■ **Activity**
Repeat the listing below verbatim, without its images.

■ **Given data**
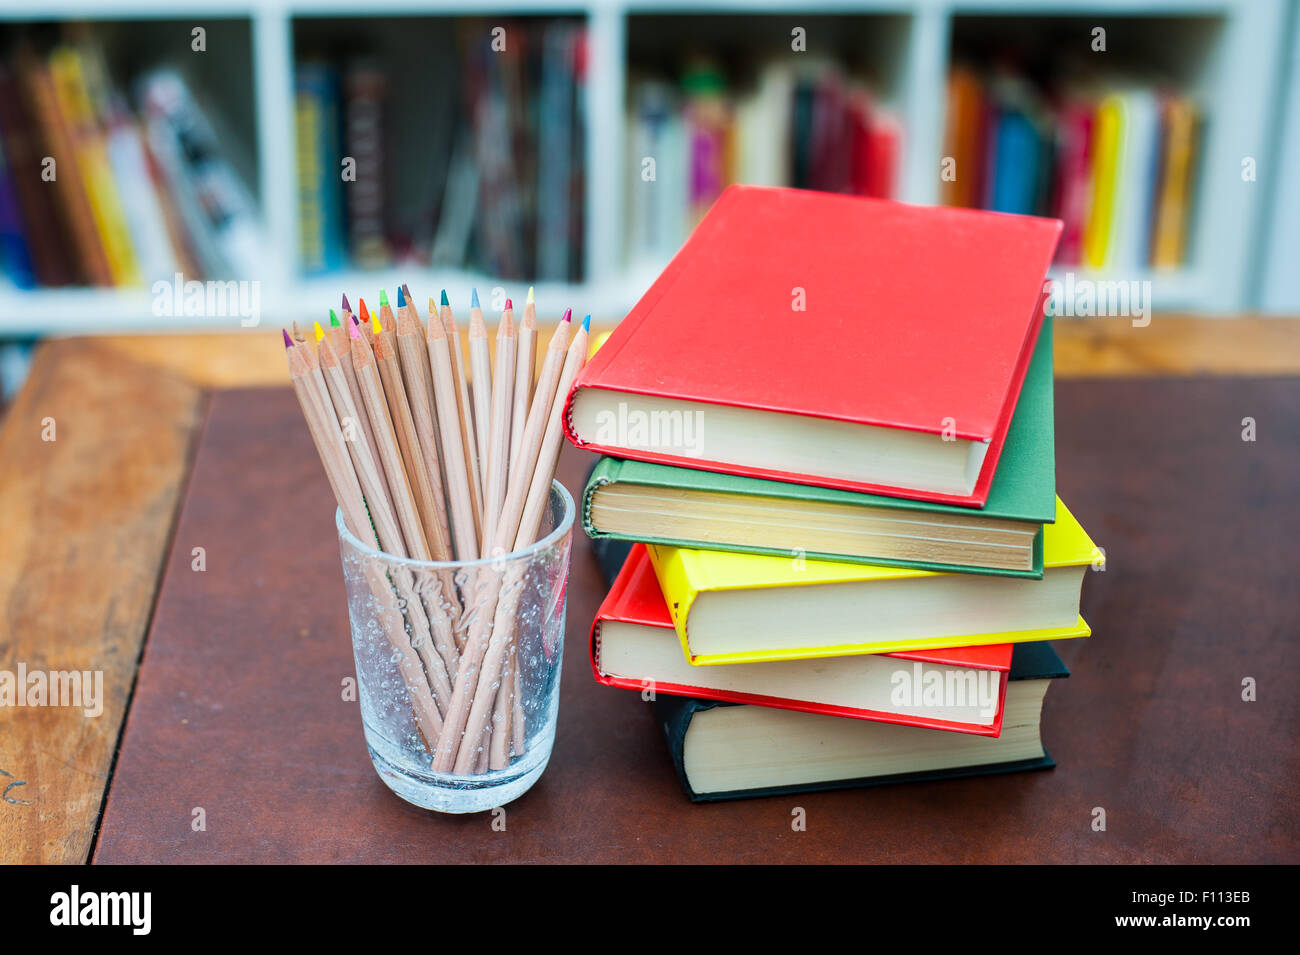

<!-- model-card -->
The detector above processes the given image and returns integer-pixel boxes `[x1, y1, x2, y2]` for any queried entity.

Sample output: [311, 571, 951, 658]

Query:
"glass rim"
[335, 479, 575, 570]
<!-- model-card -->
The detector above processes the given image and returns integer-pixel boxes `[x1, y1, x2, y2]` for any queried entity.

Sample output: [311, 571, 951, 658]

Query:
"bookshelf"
[0, 0, 1292, 334]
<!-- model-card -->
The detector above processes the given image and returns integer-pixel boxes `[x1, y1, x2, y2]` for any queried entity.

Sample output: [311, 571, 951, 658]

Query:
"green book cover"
[582, 317, 1055, 577]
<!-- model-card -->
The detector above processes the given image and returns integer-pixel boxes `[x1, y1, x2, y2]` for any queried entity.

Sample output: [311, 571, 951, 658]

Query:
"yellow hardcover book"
[1082, 96, 1123, 270]
[1150, 97, 1198, 269]
[49, 48, 141, 286]
[648, 497, 1098, 666]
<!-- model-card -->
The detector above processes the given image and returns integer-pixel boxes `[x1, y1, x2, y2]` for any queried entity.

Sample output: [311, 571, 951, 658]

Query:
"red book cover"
[564, 185, 1060, 506]
[590, 544, 1013, 737]
[1053, 101, 1094, 264]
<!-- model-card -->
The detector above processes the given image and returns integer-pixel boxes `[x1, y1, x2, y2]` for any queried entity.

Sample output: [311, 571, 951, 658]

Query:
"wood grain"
[0, 339, 203, 863]
[68, 316, 1300, 388]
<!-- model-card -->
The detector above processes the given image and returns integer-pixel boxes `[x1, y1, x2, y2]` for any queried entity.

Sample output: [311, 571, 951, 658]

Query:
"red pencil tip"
[505, 298, 513, 310]
[282, 329, 293, 349]
[561, 308, 572, 323]
[359, 299, 370, 321]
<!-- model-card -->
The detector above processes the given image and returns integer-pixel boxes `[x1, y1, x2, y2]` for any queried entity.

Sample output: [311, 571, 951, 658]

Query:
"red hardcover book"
[564, 185, 1060, 507]
[591, 544, 1014, 737]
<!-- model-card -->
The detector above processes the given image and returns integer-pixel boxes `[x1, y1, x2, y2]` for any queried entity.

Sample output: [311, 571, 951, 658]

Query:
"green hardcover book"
[582, 319, 1056, 578]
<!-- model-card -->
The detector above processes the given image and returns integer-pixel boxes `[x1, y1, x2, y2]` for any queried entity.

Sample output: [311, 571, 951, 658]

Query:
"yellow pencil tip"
[526, 286, 535, 305]
[372, 314, 382, 335]
[314, 321, 325, 343]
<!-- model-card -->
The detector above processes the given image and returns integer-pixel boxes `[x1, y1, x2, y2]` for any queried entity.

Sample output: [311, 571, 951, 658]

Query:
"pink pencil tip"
[348, 316, 361, 339]
[561, 308, 572, 323]
[282, 329, 293, 349]
[505, 298, 513, 310]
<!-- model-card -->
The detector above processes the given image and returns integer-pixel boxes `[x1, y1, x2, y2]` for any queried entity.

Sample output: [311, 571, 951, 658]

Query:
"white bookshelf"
[0, 0, 1292, 333]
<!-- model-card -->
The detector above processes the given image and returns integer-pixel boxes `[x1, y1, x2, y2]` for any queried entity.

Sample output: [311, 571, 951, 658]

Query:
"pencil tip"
[282, 329, 293, 349]
[372, 312, 382, 335]
[440, 289, 449, 307]
[379, 289, 389, 307]
[329, 308, 340, 327]
[471, 288, 480, 309]
[314, 320, 326, 343]
[341, 292, 351, 313]
[505, 298, 513, 311]
[526, 285, 535, 305]
[561, 307, 571, 323]
[428, 297, 437, 315]
[582, 314, 591, 332]
[396, 285, 405, 308]
[359, 298, 369, 321]
[349, 316, 361, 339]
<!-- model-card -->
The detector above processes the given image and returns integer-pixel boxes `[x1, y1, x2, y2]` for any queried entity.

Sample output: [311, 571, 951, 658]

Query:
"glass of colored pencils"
[284, 286, 589, 812]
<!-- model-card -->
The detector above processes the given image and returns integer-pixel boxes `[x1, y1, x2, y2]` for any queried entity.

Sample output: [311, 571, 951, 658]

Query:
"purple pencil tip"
[561, 308, 572, 323]
[282, 329, 293, 349]
[341, 292, 351, 313]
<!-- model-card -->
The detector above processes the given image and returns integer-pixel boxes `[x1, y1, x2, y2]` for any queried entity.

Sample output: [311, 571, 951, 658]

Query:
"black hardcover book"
[654, 642, 1069, 802]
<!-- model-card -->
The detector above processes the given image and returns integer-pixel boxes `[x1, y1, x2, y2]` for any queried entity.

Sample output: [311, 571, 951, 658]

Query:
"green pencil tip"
[379, 289, 389, 307]
[329, 309, 340, 327]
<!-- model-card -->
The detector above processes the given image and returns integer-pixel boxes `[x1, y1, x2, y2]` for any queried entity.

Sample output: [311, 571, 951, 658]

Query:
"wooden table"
[1, 315, 1297, 864]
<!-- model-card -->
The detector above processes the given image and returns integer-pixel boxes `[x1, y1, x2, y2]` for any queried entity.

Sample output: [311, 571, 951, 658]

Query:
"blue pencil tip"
[440, 289, 449, 307]
[470, 288, 480, 309]
[582, 314, 591, 332]
[396, 286, 405, 308]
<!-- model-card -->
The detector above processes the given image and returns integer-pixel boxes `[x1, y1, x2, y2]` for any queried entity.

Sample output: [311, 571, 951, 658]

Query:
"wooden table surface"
[1, 315, 1297, 864]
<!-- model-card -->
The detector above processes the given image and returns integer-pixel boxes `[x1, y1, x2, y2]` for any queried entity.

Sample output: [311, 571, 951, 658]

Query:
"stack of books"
[564, 185, 1099, 802]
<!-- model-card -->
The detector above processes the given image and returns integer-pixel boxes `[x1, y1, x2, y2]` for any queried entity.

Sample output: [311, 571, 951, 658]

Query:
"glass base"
[364, 722, 554, 814]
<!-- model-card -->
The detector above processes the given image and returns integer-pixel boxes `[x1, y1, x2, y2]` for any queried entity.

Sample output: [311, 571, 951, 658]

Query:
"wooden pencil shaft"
[374, 335, 447, 564]
[441, 304, 484, 537]
[481, 316, 516, 553]
[509, 312, 537, 474]
[353, 339, 431, 561]
[469, 312, 493, 517]
[396, 319, 454, 562]
[321, 335, 389, 515]
[426, 323, 480, 562]
[320, 359, 405, 555]
[489, 320, 572, 558]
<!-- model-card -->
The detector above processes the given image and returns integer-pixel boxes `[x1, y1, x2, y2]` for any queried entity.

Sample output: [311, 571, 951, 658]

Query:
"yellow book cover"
[1082, 96, 1123, 270]
[1150, 97, 1198, 269]
[648, 497, 1098, 666]
[49, 48, 141, 286]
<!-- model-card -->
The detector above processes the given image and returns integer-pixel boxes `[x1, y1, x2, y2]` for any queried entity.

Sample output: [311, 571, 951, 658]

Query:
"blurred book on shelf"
[941, 64, 1201, 271]
[294, 19, 587, 283]
[0, 38, 265, 290]
[625, 59, 900, 269]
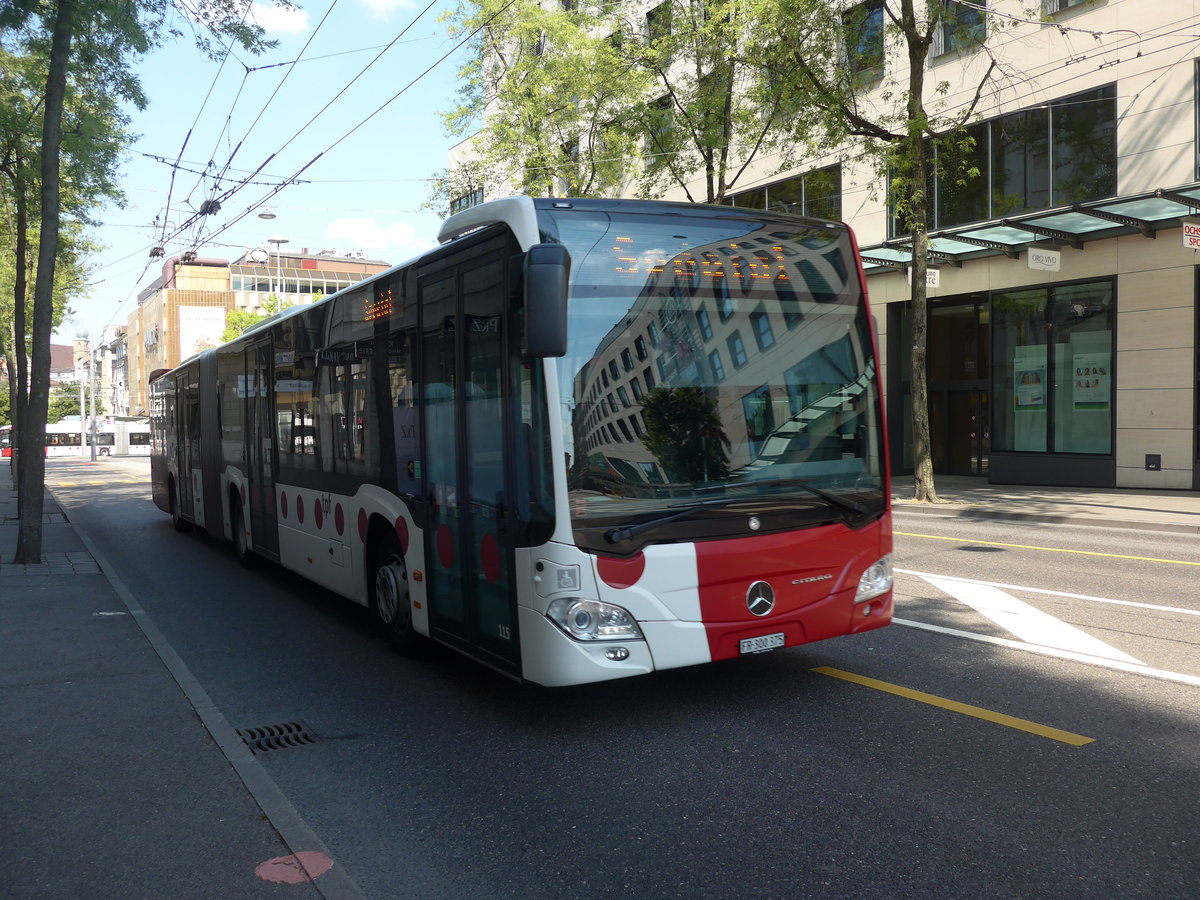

■ **Reply**
<!-- model-card -->
The detector above processes the given image and returns integer-pixel boxes `[x1, y1, x2, y2]` for any queried entity.

Sample output: [311, 571, 951, 658]

Query:
"glass rim"
[335, 479, 575, 570]
<!-- model-card -->
The detector above processes the given image and returns integer-pixel boxes `[x1, y1, x2, y2]` for any queried entity.

Sample output: [311, 571, 951, 658]

Query:
"bookshelf"
[0, 0, 1292, 334]
<!-- model-card -->
The detector above processes the given image and returns integer-pixel boxes `[x1, y1, x2, y2]` for any queried entity.

Sample output: [311, 571, 951, 658]

Query:
"green book cover"
[582, 317, 1055, 577]
<!-- model-card -->
The detector above processes the given image and returns integer-pixel boxes `[x1, y1, x2, y2]` for any queried entity.

Sample output: [311, 571, 951, 658]

Query:
"yellow hardcover book"
[1082, 96, 1123, 270]
[1150, 97, 1198, 269]
[49, 48, 141, 286]
[648, 497, 1098, 666]
<!-- model-card -->
The detector above processes the given image and returns integer-pixel boxes `[x1, y1, x2, y2]` for any queried entity.

Sample output: [311, 571, 951, 658]

Query:
"red book cover"
[564, 185, 1060, 506]
[590, 544, 1013, 737]
[1053, 101, 1094, 264]
<!-- model-card -->
The detector above processes the given image and returns integer-pixel boxes `[x1, y1, x2, y2]` for any queried entity.

Sample output: [311, 571, 951, 658]

Query:
"wood grain"
[0, 339, 203, 863]
[68, 316, 1300, 388]
<!-- model-card -->
The detector above processes the given image and returns integer-pixel boxes `[x1, y1, x2, y2]` for any queried entity.

Sample output: [311, 571, 951, 658]

Query:
"red pencil tip"
[505, 298, 513, 310]
[282, 329, 293, 349]
[561, 308, 572, 323]
[359, 299, 370, 321]
<!-- model-card -->
The detector above processes the given image and returns integer-pixel boxes `[x1, y1, x2, y2]` for any queried entity.

Sample output: [311, 571, 951, 658]

Query:
"red hardcover book"
[564, 185, 1060, 507]
[591, 544, 1014, 737]
<!-- model-card -->
The detector above processes the given image and returns integer-pixel boxes `[x1, y1, x2, y2]` for any queried entity.

Sample output: [311, 571, 951, 658]

Query:
"green hardcover book"
[582, 319, 1056, 578]
<!-- model-card -->
The detector above processes the given image and returns integer-pixel boxes `[x1, y1, x2, y2]` for any queried entity.

Sample output: [311, 571, 951, 658]

Query:
"yellow pencil tip"
[526, 286, 535, 305]
[372, 314, 382, 335]
[314, 321, 325, 343]
<!-- model-card -->
The detector above processes the given image and returns integer-pixel boxes `[x1, y1, x2, y2]` for any queried entity.

Sample output: [311, 571, 951, 658]

Query:
"pink pencil tip"
[348, 316, 361, 339]
[561, 308, 572, 323]
[282, 329, 293, 349]
[505, 298, 513, 310]
<!-- model-card -->
The detector above processes the given image and returns integer-pixel boxes `[x1, y1, x2, y2]` for any queried entity.

Sample output: [311, 571, 951, 658]

Query:
"white bookshelf"
[0, 0, 1292, 333]
<!-- model-card -->
The detector above processes the given image and returns integer-pixel boxes `[x1, y1, x2, y2]` for any queried entity.

Sample output: [311, 571, 951, 658]

Query:
"pencil tip"
[282, 329, 293, 349]
[372, 312, 382, 335]
[440, 289, 449, 307]
[379, 289, 389, 307]
[329, 308, 340, 327]
[471, 288, 480, 309]
[314, 320, 326, 343]
[341, 292, 351, 313]
[505, 298, 513, 311]
[526, 285, 535, 305]
[561, 307, 571, 323]
[428, 297, 437, 315]
[582, 314, 591, 332]
[396, 285, 405, 308]
[359, 298, 369, 321]
[349, 316, 361, 339]
<!-- model-card -->
The detector above processes the given image and returns integer-pixel boxes `[x1, y1, x2, y2]` for any queried entity.

Sample output: [311, 571, 951, 658]

Query:
"glass of colored pencils"
[284, 286, 589, 812]
<!-- model-card -->
The detector above processes the given image and returns integer-pixel boxes `[x1, y1, x2, y2]` for any queried entity.

Sample output: [311, 571, 951, 658]

Query:
"purple pencil tip"
[561, 308, 572, 323]
[282, 329, 293, 349]
[341, 292, 351, 313]
<!-- model-card -->
The detector above processes the given image and returns integer-pixel boxes `[x1, y1, x2, y2]` for any queried entity.

Sample output: [311, 571, 951, 658]

Query:
"black hardcover book"
[654, 642, 1069, 802]
<!-- model-card -->
The detector above processes the given image and returns integer-pixel boxes `[x1, y1, x2, y2]` for any queried entity.

Sample output: [311, 571, 951, 658]

Query:
"green pencil tip"
[379, 289, 389, 307]
[329, 309, 340, 327]
<!-- model-card -->
The detector above processes the given image and returns integer-pixel boxes `[x1, y1, x2, y2]` for any queried entity.

Sample output: [311, 571, 951, 658]

Query:
"wooden table"
[1, 315, 1297, 864]
<!-- model-card -->
The detector above processes the given image and returns integer-pixel boxes `[x1, y1, x2, y2]` for any queried entity.

Sample output: [311, 571, 951, 658]

Query:
"blue pencil tip"
[440, 289, 449, 307]
[470, 288, 480, 309]
[582, 314, 591, 332]
[396, 286, 405, 308]
<!-- model-card -->
The detector above processes the given image and returns integer-pixel boxes `[x1, y1, x2, y2]` for any queried entity.

Sample output: [311, 571, 951, 658]

Query:
"wooden table surface"
[1, 315, 1297, 864]
<!-- model-card -->
The detector above processes the given image and returns integer-pixel boxes `[x1, y1, x2, y2]` for any queried entity.

Sample output: [311, 571, 951, 658]

Query:
"stack of books"
[564, 185, 1099, 802]
<!-- model-card -->
The detector above processes the given image and returns integer-pixel boxes `[x1, y1, x2, y2]` for any queried entity.

Sample output: [311, 571, 951, 658]

Query:
"glass base"
[364, 722, 554, 814]
<!-- model-card -->
The detector above processes the given image and returns integer-pixel boxes `[x1, y1, x2, y2]` for any queried entity.

Sample output: [311, 571, 951, 658]

Query:
"wooden pencil shaft"
[374, 335, 447, 564]
[441, 304, 484, 537]
[481, 316, 516, 553]
[509, 312, 537, 474]
[353, 339, 431, 561]
[469, 312, 493, 517]
[396, 319, 454, 562]
[321, 335, 389, 515]
[426, 323, 480, 562]
[320, 359, 405, 555]
[489, 320, 572, 558]
<!-- model-card -->
The detector above processes the given image and returns integer-pixel boxes `[x1, y1, x2, y2]` for any queried entity.

Sample output: [311, 571, 951, 658]

Query:
"yellow book cover"
[1082, 96, 1123, 270]
[1150, 97, 1198, 269]
[648, 497, 1098, 666]
[49, 48, 141, 286]
<!-- model-card -->
The detector above processes the given image and returns integer-pixel boxes `[x1, y1, x2, y2]` for any queried entity.

Sample output: [311, 571, 951, 658]

Query:
"blurred book on shelf"
[941, 64, 1201, 271]
[294, 19, 587, 283]
[0, 38, 265, 290]
[625, 59, 900, 269]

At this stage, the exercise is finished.